Detection annotation records:

=====

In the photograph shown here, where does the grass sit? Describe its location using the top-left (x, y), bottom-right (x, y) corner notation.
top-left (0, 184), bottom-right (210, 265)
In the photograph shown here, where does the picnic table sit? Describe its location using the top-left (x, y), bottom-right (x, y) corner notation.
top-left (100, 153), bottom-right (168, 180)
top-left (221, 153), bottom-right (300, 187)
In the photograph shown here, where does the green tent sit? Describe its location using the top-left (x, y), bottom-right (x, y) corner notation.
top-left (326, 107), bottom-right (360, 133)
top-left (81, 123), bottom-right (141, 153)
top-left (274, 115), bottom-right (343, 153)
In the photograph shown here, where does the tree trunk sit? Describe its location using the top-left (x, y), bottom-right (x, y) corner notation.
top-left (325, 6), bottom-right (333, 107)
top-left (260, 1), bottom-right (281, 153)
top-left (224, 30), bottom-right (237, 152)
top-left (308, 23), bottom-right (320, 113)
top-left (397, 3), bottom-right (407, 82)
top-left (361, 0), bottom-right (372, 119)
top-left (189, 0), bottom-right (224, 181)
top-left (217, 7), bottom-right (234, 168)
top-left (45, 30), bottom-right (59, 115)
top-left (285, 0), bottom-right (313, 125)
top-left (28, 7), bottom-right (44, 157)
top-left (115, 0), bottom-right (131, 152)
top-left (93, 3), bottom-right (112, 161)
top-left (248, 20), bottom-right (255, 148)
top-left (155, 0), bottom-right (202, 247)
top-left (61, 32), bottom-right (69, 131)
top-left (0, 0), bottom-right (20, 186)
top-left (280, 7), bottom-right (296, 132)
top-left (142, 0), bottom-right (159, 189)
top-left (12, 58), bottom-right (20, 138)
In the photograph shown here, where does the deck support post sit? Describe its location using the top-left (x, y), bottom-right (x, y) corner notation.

=====

Rewrite all the lines above as a Markdown table with two columns, No. and Line. Number the rows in order and leave out any blank lines.

*Response to the task:*
| No. | Line |
|---|---|
| 1 | In the photograph shown here, where does the grass sit? Describe its location using the top-left (x, y), bottom-right (x, y) corner notation. |
| 2 | top-left (0, 184), bottom-right (210, 265) |
| 3 | In the photograph shown here, where does the picnic table sit? Describe its location using the top-left (x, y), bottom-right (x, y) corner notation. |
| 4 | top-left (100, 153), bottom-right (168, 180) |
| 5 | top-left (221, 153), bottom-right (300, 187) |
| 6 | In the photograph shown here, where does the green tent sit? Describe its location using the top-left (x, y), bottom-right (x, y) corner notation. |
| 7 | top-left (326, 107), bottom-right (360, 133) |
| 8 | top-left (81, 123), bottom-right (141, 153) |
| 9 | top-left (274, 115), bottom-right (343, 153) |
| 10 | In the photograph shown here, where does the tree trunk sit? Describe its location using the top-left (x, y), bottom-right (x, y) corner notation. |
| 11 | top-left (325, 6), bottom-right (333, 107) |
| 12 | top-left (260, 1), bottom-right (281, 153) |
| 13 | top-left (224, 30), bottom-right (237, 152) |
| 14 | top-left (308, 23), bottom-right (320, 113) |
| 15 | top-left (397, 3), bottom-right (407, 82) |
| 16 | top-left (361, 0), bottom-right (372, 119) |
| 17 | top-left (189, 0), bottom-right (224, 181) |
| 18 | top-left (217, 7), bottom-right (234, 168) |
| 19 | top-left (45, 30), bottom-right (59, 115) |
| 20 | top-left (285, 0), bottom-right (313, 125) |
| 21 | top-left (28, 7), bottom-right (44, 157) |
| 22 | top-left (115, 0), bottom-right (131, 152) |
| 23 | top-left (93, 3), bottom-right (112, 161) |
| 24 | top-left (248, 20), bottom-right (255, 148) |
| 25 | top-left (155, 0), bottom-right (202, 247) |
| 26 | top-left (61, 32), bottom-right (69, 131) |
| 27 | top-left (0, 0), bottom-right (20, 186) |
| 28 | top-left (280, 7), bottom-right (296, 132) |
| 29 | top-left (142, 0), bottom-right (159, 189) |
| 30 | top-left (12, 58), bottom-right (20, 138) |
| 31 | In the photograph shown here, where does the deck support post sit? Describe its location using the top-left (x, y), bottom-right (x, y) corner notation. |